> Dataset records:
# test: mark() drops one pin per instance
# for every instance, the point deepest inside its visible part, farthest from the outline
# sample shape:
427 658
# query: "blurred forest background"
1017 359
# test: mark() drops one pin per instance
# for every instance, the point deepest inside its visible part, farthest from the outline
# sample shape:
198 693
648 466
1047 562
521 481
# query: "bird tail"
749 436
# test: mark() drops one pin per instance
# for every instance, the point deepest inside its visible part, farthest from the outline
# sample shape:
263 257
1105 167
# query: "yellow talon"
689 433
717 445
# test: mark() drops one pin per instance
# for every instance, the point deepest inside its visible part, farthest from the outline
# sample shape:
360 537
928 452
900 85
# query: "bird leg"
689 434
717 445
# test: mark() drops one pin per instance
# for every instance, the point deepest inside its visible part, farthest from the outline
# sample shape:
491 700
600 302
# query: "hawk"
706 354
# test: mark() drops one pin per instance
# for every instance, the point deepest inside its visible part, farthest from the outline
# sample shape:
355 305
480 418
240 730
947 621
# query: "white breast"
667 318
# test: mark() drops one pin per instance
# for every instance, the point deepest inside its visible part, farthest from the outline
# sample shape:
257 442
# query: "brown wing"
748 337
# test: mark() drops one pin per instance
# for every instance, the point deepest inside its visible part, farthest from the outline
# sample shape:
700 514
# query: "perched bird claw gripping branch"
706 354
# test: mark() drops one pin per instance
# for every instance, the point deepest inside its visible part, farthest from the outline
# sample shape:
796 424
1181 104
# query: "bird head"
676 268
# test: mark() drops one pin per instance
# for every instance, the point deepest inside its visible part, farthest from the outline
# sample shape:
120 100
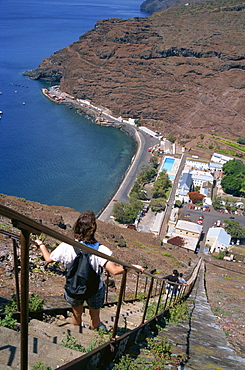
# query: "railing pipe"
147 300
16 274
107 287
137 286
160 297
119 304
24 309
146 280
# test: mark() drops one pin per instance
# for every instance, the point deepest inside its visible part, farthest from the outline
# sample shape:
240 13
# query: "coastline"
143 140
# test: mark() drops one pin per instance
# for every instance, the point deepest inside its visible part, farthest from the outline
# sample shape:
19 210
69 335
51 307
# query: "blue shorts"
95 302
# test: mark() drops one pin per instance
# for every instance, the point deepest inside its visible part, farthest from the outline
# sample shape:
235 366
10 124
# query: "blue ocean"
49 153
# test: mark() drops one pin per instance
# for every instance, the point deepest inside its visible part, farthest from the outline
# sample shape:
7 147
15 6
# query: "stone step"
39 350
46 336
57 331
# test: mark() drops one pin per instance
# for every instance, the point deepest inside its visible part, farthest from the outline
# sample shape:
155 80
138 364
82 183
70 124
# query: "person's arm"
44 251
113 268
116 270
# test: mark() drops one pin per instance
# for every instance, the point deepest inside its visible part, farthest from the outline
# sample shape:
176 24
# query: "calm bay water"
49 153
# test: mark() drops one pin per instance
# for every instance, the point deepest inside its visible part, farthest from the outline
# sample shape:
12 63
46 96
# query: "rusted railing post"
107 287
16 274
119 304
24 309
137 286
146 280
160 297
147 300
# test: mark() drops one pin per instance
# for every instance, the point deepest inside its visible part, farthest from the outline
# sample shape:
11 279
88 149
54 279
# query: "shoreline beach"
144 142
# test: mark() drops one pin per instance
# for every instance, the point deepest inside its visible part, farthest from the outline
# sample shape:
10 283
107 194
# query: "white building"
201 177
220 158
186 235
196 163
217 239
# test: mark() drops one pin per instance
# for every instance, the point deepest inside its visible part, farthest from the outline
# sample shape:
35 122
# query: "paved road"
145 142
209 219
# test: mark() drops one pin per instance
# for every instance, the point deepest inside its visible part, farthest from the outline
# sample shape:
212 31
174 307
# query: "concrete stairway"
45 337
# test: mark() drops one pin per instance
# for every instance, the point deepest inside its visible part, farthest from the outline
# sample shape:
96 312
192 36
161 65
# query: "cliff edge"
179 71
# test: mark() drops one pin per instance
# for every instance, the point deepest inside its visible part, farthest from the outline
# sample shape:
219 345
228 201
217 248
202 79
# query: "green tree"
126 213
161 185
178 203
233 228
232 184
235 166
241 140
171 138
158 204
196 197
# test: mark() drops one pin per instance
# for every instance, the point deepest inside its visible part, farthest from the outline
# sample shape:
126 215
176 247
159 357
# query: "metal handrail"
28 226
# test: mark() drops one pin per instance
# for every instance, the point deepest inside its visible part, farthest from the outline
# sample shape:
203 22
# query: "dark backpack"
82 281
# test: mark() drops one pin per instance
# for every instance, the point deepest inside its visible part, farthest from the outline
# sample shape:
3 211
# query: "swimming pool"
168 164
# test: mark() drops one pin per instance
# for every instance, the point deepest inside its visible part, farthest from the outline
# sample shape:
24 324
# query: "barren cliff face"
178 71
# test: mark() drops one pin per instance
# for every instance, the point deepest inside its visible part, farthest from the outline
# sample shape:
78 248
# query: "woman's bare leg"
95 318
77 315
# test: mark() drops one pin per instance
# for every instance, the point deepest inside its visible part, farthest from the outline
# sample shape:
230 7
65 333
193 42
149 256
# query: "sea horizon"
48 153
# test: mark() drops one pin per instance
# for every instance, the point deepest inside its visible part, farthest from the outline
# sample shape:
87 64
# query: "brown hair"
85 227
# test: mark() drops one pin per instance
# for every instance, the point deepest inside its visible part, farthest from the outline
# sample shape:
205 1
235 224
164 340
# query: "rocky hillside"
151 6
180 70
224 280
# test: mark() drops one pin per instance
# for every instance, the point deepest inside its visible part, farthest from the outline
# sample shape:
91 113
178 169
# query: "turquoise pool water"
168 164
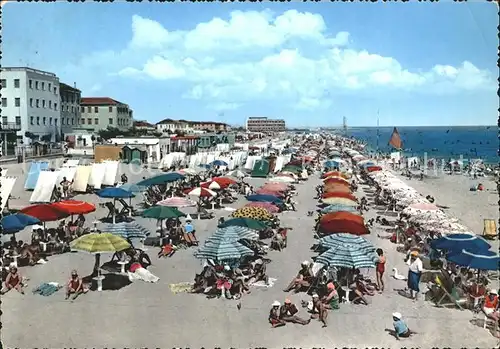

> Your instructions: Without the pictures, write out the whole listing above exactly as it appears.

> Reply to the exercise:
# test: mark() drops one pin per instance
# for every instance, the point deepest inside its visible part, farthest from the outline
# sample shape:
427 658
# query: "blurred forest background"
1017 359
# test: mark() drops one pin per instance
# for every instance, the point deepest inside its visible part, farthest from the outline
# sample shape:
198 693
648 466
1047 562
521 481
# query: "bird tail"
749 436
# test: mark() drops one pin per instance
# for every instance, the point deepest inside its visible part, farthest from the outline
# sample shape:
263 257
1105 167
# query: "yellow talon"
689 433
717 445
# test: mark() drops one pin per instance
# for every instance, the point deepest inside its visible part, farthest from the outline
# sample shape:
360 537
928 452
900 85
# query: "bird leg"
689 434
717 445
# test: mark() drops one pin per instance
# for every instance, the point deepest inside its visible part, farthest from the outline
# sample shape:
491 700
600 302
# query: "hawk"
706 354
# test: mark() drops one pin per instance
# for every instance, the point deepest inside its visible part, farthest from the outline
# sample shape:
355 305
480 418
240 730
947 621
# query: "white breast"
667 318
# test: mark() drops one pin per instance
# for every instance, the point deepest inside its visible part, farthest from the outline
# sample shape:
257 442
# query: "brown wing"
748 337
# test: mark() drops one pin per instance
# for every instance, the point deepest inside its visible part, farthest from the outline
# sample shape:
700 514
# query: "perched bird claw gripping branch"
706 354
# test: mark() drops one pin per instance
# for every instance, the point deepest inside its visible part, farthest from the outline
# sample shape:
796 424
1181 104
# query: "bird head"
676 268
# test: mark() drops one pin per instance
# for every instance, the point deepest inside its visible part, farthest from the outline
# sample shape:
120 100
# query: "railing pipe"
147 300
16 274
107 287
137 286
160 297
119 304
24 309
146 280
# test: mark() drops one pin per instance
# for every instance, the point deepest inside its visible part, farthest from the outline
# sample shape:
240 13
# query: "coastline"
143 140
# test: mark() drops one pin per instance
# for every instance, the point deepest inside its visible part, farthest from the outline
# sample shape:
19 210
69 335
51 307
# query: "blue shorts"
95 302
# test: mark() drops one pin per instance
# for every instance, the point deepest inside its visible part, farthest from the outline
# sample shape:
235 366
10 124
# query: "blue ocean"
49 153
# test: mark() drops one pin per instance
# for every instance, the point deepest inside its visible part, farthest from the outline
# sample shape:
7 147
15 6
# query: "stone step"
39 350
46 336
57 331
# test: mark() drops one pin per instance
# for every instance, the point deepest inside its visible part, farthest from the outline
# sample shape:
155 80
138 364
82 183
70 124
# query: "person's arm"
44 251
113 268
116 270
# test: mark() drops one pin per instance
# for every instance, the point deepest inside its visible part, farthest from the outline
# sample shape:
176 24
# query: "calm bay water"
49 153
# test: mark() drops one pin per instance
# for every instance, the point deepest inside its visible part, farthest from the outline
# sample shape:
12 63
46 96
# query: "rusted railing post"
107 287
16 274
119 304
24 309
137 286
146 280
160 297
147 300
# test: mark() drops one pin per instance
# for every instance, the point deepest inside its visible part, farthest from the outline
# sample shape:
11 279
88 149
54 279
# query: "shoreline beach"
144 142
# test: mark() drops one pin per instance
# for every instance, the point deepest inside its visible part, farthest from the outline
# sample shape:
10 283
107 194
# query: "white building"
201 177
220 158
186 235
196 163
217 239
# test: mark() drops one pin per instance
# for every instance, the point deepest inside its visible part, farthest from the outline
# sample shape:
35 122
# query: "paved road"
145 142
209 219
# test: mark() drops one pin per instance
# for every instance, the point deepest inside its visible part, farthest from the outline
# sample shape:
212 31
174 307
# query: "concrete stairway"
45 337
# test: mark() drops one pin per instance
# for every instance, the point deepest inside its visible part, farthest from the outline
# sample shape:
96 312
192 36
161 65
# query: "cliff edge"
179 71
# test: mark() drops one pin per instance
# for every instance, the point deepest inside its visible part, farthest from the outline
# sample shape:
219 345
228 201
217 248
202 79
# query: "green tree"
126 213
161 185
178 203
233 228
232 184
235 166
241 140
171 138
158 204
196 197
# test: mark() drops one pin per instance
# for every instance, the point deepest inside its visible part, farthest from the outline
# sample shape:
126 215
176 247
159 357
# query: "metal handrail"
28 226
# test: mark() drops one pin per instance
# for every instance, the point deepest inside its visible part, farthest from the outline
# sample shape:
203 22
# query: "dark backpack"
82 281
# test: mark() drops one pin per instance
# for every instance, the point deepest inside its visible part, farthest from the outline
# sample shape:
3 211
# query: "swimming pool"
168 164
# test: mark() drops one pin per instance
# for every instance, the point deepest inside its visible part, farthest from the outline
# sample shape:
24 324
# query: "barren cliff face"
178 71
# test: mark() drops one pin per instance
# for every instance, the point deepest inside its visible part, farthest from the outline
# sample shape:
78 248
# query: "woman's bare leg"
95 318
77 315
# test: mark() drops one pin per instance
# for every instance, the point deepest inside its visible part, farthest from the outline
# sample shape:
230 7
65 333
193 42
149 256
# query: "sea horizon"
48 153
# test: mark() drops one pin per instance
# for every instance, the point deepest inside its visible part, farthest from the outline
# sample shape:
87 64
# query: "brown hair"
85 227
# test: mark() drops one pin per instance
# for every instance, the point deepest inside its visible part, farthest from the outline
# sample shape:
205 1
235 224
164 340
# query: "rocky hillside"
151 6
180 70
224 280
# test: mark() drops one pin per instance
# for every instance, the point deepest inside its visible part, farthest from the outline
# sample shape:
91 113
178 169
# query: "turquoise pool water"
168 164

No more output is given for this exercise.